**Texto del documento**

También cambió la manera de consumir la música. Antes un disco se escuchaba de principio a fin, como quien lee un libro. Hoy se consumen singles, playlists creadas por algoritmos, hits de treinta segundos para TikTok. Las canciones no tienen tiempo de crecer, de doler, de curar. La música se ha vuelto efímera, como un suspiro que se borra en el siguiente scroll.

Y sin embargo, uno sigue creyendo. Porque aún hay quien se emociona cuando suena el solo de “Stairway to Heaven”, quien no puede evitar gritar cuando entra el estribillo de “Smells Like Teen Spirit”, quien se estremece con la potencia de “Born to Run”, el himno de Springsteen, o con el inolvidable “Beat It” de Michael Jackson. Porque el rock, y el pop, no están muertos, pero sí están en retirada, como un viejo lobo que ya no aúlla, pero que aún vive en alguna parte del bosque.

A veces, por las noches, me pongo esos discos viejos. Los que crujen al principio. Cierro los ojos, subo el volumen y, por un rato, el mundo vuelve a ser ese lugar donde todo era posible con una guitarra, tres acordes y una verdad a gritos.

Y entonces me acuerdo: el rock no se fue. El rock somos nosotros. Solo que ahora, a veces, cuesta más escucharlo entre tanto ruido.

Y así termino este viaje de memoria entre acordes ya lejanos. Cierro los ojos y vuelvo a sentir el crujido inicial del vinilo, el instante exacto en que la aguja despierta al silencio, y me dejo envolver por la tibia resonancia de un solo que parece surgir desde el fondo de un tiempo que ya no volverá. Sé que el mundo ha cambiado, que las plazas hoy laten al compás de otros latidos, pero en mi interior sigue ardiendo la hoguera de aquellos riffs, la llama que encendimos juntos en noches interminables. Porque aunque los grandes titanes se hayan ido apagando, sus sombras, y nuestras voces,
perviven en cada eco, en cada susurro de guitarra que se cuela en la memoria. Y mientras haya quien recuerde, quien levante el puño al alba de un acorde verdadero, el espíritu indómito del rock seguirá vivo, latiendo suave bajo el polvo de las canciones.

**Instrucción dada A**
Transcribe sin cambios, del texto sobre el rock, el fragmento que comienza con las palabras que contienen "Y sin embargo, uno" y termina con "verdad a gritos.".
El texto y los registros proceden de fuentes distintas.

**Registros sin procesar**
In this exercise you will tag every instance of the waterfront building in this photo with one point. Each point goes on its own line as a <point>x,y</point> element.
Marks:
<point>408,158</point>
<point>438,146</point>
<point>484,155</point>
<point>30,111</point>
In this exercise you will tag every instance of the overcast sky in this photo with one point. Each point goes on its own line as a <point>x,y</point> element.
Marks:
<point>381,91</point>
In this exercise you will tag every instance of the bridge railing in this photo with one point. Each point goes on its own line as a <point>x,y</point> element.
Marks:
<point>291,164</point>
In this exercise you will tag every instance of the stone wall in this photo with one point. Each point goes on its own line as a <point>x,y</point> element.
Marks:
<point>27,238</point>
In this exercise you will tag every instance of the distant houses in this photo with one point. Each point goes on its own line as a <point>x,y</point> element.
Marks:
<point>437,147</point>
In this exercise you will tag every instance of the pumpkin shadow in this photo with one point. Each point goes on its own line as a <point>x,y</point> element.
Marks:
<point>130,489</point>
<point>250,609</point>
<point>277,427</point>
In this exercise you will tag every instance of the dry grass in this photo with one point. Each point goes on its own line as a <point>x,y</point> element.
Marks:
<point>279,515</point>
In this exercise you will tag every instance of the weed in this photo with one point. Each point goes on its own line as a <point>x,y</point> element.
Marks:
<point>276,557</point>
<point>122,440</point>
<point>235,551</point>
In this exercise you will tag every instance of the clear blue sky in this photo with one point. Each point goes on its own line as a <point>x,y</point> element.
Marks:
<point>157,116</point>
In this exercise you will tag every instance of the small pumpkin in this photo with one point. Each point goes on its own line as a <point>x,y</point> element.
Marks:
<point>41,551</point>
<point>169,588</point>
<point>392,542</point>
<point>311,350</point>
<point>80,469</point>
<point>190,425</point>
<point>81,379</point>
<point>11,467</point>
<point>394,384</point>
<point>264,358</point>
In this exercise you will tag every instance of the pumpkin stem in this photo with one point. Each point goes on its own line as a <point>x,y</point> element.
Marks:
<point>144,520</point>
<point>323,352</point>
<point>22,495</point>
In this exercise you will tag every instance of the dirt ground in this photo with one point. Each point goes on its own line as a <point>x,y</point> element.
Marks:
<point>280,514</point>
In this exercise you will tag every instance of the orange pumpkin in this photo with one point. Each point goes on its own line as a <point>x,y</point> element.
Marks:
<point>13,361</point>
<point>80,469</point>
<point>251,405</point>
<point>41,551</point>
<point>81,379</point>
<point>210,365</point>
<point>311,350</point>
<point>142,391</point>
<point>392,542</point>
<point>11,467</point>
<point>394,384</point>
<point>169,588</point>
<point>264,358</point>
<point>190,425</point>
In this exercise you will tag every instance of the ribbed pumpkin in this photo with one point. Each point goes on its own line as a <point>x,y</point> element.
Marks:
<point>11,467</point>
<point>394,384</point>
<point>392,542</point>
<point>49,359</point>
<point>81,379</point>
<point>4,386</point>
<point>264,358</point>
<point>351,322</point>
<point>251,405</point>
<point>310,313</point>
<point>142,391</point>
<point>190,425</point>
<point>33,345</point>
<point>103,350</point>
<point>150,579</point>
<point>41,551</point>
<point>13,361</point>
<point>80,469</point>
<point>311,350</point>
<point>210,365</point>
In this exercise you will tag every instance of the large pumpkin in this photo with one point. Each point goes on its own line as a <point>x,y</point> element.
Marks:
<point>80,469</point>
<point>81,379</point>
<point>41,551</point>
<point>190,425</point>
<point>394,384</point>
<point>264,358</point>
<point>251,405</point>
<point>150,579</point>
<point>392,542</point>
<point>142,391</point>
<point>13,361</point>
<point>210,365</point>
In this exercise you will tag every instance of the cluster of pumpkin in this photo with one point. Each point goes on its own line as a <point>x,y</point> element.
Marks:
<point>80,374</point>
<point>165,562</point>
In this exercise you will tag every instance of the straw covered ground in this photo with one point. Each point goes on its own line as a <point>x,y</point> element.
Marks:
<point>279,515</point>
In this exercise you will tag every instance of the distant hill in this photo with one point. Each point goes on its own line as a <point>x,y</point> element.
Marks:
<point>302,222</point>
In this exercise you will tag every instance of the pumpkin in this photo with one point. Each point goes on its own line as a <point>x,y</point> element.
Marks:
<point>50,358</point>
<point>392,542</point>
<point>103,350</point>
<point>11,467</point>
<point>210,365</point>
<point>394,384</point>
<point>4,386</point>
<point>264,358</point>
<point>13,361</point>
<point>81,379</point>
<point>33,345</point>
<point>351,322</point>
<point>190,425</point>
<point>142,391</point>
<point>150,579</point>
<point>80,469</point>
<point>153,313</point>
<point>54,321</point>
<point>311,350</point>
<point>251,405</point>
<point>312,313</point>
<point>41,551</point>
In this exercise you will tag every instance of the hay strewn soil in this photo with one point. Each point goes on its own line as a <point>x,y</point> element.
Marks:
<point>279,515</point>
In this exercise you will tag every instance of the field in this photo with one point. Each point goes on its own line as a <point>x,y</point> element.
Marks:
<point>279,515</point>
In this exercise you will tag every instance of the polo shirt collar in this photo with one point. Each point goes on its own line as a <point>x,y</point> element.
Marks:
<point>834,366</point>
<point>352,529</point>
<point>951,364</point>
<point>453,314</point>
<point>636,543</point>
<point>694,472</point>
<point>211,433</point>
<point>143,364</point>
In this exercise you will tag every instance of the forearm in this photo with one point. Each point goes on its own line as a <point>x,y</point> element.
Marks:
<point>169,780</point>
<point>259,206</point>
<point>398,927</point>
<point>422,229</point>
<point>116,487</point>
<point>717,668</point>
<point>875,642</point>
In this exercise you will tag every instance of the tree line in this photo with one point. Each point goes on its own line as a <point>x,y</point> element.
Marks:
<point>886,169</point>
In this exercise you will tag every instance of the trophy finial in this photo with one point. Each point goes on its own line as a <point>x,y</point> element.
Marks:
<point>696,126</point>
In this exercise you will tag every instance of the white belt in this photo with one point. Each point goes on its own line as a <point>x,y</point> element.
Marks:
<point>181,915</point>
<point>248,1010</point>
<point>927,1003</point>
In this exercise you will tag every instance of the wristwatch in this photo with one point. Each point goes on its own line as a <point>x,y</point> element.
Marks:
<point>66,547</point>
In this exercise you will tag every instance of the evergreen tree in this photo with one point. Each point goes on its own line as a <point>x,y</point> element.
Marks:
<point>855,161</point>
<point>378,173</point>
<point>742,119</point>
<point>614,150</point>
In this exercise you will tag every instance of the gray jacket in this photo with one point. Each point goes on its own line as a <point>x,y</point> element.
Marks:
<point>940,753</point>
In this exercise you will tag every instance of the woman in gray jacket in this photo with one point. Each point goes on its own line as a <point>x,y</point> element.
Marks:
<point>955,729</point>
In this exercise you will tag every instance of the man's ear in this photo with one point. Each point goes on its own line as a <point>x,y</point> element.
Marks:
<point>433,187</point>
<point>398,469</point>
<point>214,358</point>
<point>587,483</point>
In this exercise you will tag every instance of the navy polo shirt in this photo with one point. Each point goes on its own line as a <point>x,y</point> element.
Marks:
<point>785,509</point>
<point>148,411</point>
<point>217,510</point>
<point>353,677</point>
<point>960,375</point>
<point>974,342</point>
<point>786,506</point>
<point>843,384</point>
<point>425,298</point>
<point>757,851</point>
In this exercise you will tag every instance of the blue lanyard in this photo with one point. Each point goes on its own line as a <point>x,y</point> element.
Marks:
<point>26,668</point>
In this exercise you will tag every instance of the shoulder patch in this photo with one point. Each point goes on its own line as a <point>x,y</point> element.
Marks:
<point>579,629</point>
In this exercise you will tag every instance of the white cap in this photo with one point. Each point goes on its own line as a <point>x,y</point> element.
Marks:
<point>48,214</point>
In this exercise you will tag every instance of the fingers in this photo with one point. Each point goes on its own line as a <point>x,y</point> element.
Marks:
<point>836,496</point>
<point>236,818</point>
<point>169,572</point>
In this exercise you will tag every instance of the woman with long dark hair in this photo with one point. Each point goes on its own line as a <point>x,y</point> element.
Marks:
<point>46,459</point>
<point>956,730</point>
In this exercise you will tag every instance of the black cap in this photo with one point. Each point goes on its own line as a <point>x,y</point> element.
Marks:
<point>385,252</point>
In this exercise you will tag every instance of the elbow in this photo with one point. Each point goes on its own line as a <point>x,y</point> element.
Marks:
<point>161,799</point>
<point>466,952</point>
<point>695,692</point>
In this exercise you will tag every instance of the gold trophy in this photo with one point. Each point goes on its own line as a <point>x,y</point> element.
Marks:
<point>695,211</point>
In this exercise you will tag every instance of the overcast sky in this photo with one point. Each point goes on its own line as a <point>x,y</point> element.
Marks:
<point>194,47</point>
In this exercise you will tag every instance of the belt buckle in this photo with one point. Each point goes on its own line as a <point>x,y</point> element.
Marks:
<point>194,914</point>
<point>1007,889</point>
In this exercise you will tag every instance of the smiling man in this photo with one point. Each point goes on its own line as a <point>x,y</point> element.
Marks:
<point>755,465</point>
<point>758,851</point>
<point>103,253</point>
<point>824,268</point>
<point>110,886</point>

**Instrucción dada B**
Convierte en una lista JSON de cadenas el tramo de los registros que comienza con la línea que contiene "In this exercise you will tag every instance of the hay" y termina con la que contiene "<point>66,547</point>", ambas incluidas. Pon una cadena por cada línea y omite las líneas en blanco.

**Resultado final A**
Y sin embargo, uno sigue creyendo. Porque aún hay quien se emociona cuando suena el solo de “Stairway to Heaven”, quien no puede evitar gritar cuando entra el estribillo de “Smells Like Teen Spirit”, quien se estremece con la potencia de “Born to Run”, el himno de Springsteen, o con el inolvidable “Beat It” de Michael Jackson. Porque el rock, y el pop, no están muertos, pero sí están en retirada, como un viejo lobo que ya no aúlla, pero que aún vive en alguna parte del bosque.

A veces, por las noches, me pongo esos discos viejos. Los que crujen al principio. Cierro los ojos, subo el volumen y, por un rato, el mundo vuelve a ser ese lugar donde todo era posible con una guitarra, tres acordes y una verdad a gritos.

**Resultado final B**
[
  "In this exercise you will tag every instance of the hay strewn soil in this photo with one point. Each point goes on its own line as a <point>x,y</point> element.",
  "Marks:",
  "<point>279,515</point>",
  "In this exercise you will tag every instance of the field in this photo with one point. Each point goes on its own line as a <point>x,y</point> element.",
  "Marks:",
  "<point>279,515</point>",
  "In this exercise you will tag every instance of the polo shirt collar in this photo with one point. Each point goes on its own line as a <point>x,y</point> element.",
  "Marks:",
  "<point>834,366</point>",
  "<point>352,529</point>",
  "<point>951,364</point>",
  "<point>453,314</point>",
  "<point>636,543</point>",
  "<point>694,472</point>",
  "<point>211,433</point>",
  "<point>143,364</point>",
  "In this exercise you will tag every instance of the forearm in this photo with one point. Each point goes on its own line as a <point>x,y</point> element.",
  "Marks:",
  "<point>169,780</point>",
  "<point>259,206</point>",
  "<point>398,927</point>",
  "<point>422,229</point>",
  "<point>116,487</point>",
  "<point>717,668</point>",
  "<point>875,642</point>",
  "In this exercise you will tag every instance of the tree line in this photo with one point. Each point goes on its own line as a <point>x,y</point> element.",
  "Marks:",
  "<point>886,169</point>",
  "In this exercise you will tag every instance of the trophy finial in this photo with one point. Each point goes on its own line as a <point>x,y</point> element.",
  "Marks:",
  "<point>696,126</point>",
  "In this exercise you will tag every instance of the white belt in this photo with one point. Each point goes on its own line as a <point>x,y</point> element.",
  "Marks:",
  "<point>181,915</point>",
  "<point>248,1010</point>",
  "<point>927,1003</point>",
  "In this exercise you will tag every instance of the wristwatch in this photo with one point. Each point goes on its own line as a <point>x,y</point> element.",
  "Marks:",
  "<point>66,547</point>"
]